►

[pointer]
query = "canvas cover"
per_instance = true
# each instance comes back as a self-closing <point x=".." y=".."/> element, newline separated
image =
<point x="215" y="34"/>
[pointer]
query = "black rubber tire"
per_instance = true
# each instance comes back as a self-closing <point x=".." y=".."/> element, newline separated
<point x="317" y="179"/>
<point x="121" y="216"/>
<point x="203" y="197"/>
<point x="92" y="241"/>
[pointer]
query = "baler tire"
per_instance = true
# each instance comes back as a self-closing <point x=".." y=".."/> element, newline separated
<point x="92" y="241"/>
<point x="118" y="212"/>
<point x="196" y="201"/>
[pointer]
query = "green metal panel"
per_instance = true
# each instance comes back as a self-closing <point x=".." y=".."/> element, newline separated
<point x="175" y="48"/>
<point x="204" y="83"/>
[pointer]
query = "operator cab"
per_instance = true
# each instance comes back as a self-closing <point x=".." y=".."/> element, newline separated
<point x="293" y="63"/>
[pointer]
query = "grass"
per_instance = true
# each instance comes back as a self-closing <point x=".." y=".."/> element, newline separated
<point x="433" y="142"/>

◄

WHAT YOU SHOULD DO: Rewrite the listing, putting "wheel" wherever "tire" appears and leaving everything else as it is.

COMPLETED EXERCISE:
[pointer]
query = "canvas cover"
per_instance = true
# each instance comes back as a self-closing <point x=".." y=".."/> element, newline separated
image =
<point x="215" y="34"/>
[pointer]
query = "black rubber wheel"
per_instance = true
# each instance comes back as a self-closing <point x=".." y=".."/> element, newline separated
<point x="317" y="179"/>
<point x="121" y="216"/>
<point x="203" y="197"/>
<point x="92" y="241"/>
[pointer]
query = "baler wheel"
per_instance = true
# each instance comes back as a self-closing <point x=".." y=".."/> element, newline separated
<point x="92" y="241"/>
<point x="118" y="212"/>
<point x="196" y="201"/>
[pointer]
query = "green metal panel"
per_instance = true
# each instance comes back as a self-closing <point x=".." y=".."/> element, newline separated
<point x="175" y="48"/>
<point x="204" y="83"/>
[pointer]
query = "operator cab"
per_instance = true
# each instance comes back as a self-closing <point x=".." y=".."/> element, newline separated
<point x="293" y="63"/>
[pointer]
query = "grass"
per_instance = true
# each instance comes back as a self-closing <point x=".." y=".."/> element, newline separated
<point x="433" y="142"/>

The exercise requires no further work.